== Information shown
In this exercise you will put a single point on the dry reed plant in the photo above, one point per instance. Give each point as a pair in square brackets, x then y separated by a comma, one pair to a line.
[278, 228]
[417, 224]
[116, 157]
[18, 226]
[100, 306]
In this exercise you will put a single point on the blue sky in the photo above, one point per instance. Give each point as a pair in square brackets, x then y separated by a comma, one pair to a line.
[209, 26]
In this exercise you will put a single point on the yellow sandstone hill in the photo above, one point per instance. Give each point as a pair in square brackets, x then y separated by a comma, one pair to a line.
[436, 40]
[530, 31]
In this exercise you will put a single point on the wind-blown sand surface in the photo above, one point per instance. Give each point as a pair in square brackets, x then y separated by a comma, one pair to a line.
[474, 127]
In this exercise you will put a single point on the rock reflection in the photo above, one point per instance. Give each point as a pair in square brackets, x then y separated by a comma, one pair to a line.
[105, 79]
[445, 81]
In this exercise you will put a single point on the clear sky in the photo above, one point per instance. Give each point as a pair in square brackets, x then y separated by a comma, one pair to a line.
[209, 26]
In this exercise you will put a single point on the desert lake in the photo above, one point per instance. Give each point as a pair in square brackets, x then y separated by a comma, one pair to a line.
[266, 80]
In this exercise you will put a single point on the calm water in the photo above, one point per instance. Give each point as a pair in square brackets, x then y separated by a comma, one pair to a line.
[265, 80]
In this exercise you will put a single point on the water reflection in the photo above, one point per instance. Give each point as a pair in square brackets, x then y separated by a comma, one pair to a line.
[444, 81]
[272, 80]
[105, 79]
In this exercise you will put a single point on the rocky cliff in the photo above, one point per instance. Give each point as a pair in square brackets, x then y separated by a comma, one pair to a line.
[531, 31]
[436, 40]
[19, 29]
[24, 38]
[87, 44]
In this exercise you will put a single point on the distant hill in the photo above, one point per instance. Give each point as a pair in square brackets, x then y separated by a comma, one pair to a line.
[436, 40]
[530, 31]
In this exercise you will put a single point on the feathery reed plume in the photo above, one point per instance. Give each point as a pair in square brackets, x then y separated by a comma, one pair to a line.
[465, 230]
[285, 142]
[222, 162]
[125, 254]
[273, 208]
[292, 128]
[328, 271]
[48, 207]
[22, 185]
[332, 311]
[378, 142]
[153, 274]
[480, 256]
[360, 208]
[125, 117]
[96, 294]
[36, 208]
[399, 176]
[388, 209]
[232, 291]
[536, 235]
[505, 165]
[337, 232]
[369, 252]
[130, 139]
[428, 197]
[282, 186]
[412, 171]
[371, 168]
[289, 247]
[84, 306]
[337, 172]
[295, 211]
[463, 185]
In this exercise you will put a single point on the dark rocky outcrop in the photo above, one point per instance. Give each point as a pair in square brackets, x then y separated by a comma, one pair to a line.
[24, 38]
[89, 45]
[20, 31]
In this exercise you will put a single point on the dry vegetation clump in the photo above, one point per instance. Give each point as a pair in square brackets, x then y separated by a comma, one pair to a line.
====
> What to do
Copy every line of the items from the line containing "on the rocky" through the final line of the items, inclusive, and raise each coordinate in the answers by 123.

> Final result
In this exercise you will put a single point on the rocky cliff in the photo above, one point per instance. Give each point as a pair in square brackets, x then y separated by a comma, one pair to a line.
[654, 154]
[559, 163]
[142, 152]
[147, 161]
[210, 167]
In this exercise you will put a single point on the distant hill in the photo above, one point per instance. Give each point as a pair in square brackets, x then y separated by a comma, one pair to a line.
[559, 163]
[653, 154]
In this exercise you will put a single point on the feathery reed plume in the photo above, one point per instance. Give each point as a pair in square brackets, x then y separated by a comma, one pair to a line.
[588, 353]
[408, 265]
[345, 285]
[248, 377]
[396, 331]
[415, 251]
[451, 394]
[171, 330]
[145, 308]
[455, 434]
[501, 265]
[276, 397]
[603, 379]
[483, 331]
[248, 240]
[219, 417]
[159, 331]
[522, 299]
[511, 332]
[355, 414]
[659, 358]
[628, 288]
[460, 355]
[492, 375]
[253, 262]
[551, 320]
[405, 309]
[535, 294]
[494, 291]
[412, 370]
[207, 429]
[460, 295]
[418, 334]
[586, 308]
In this exercise you will put a single point on the dark rocky outcrop in the photo above, one point per instance. Give each point as a pair in square brackets, x then y separated by a comma, one pair to a line.
[147, 161]
[212, 168]
[143, 154]
In this exercise you will put a single point on the dry vegetation clump in the photo above, one point per instance. Give each point as a pair in square brackets, x then y separated by a comma, one pair to a line.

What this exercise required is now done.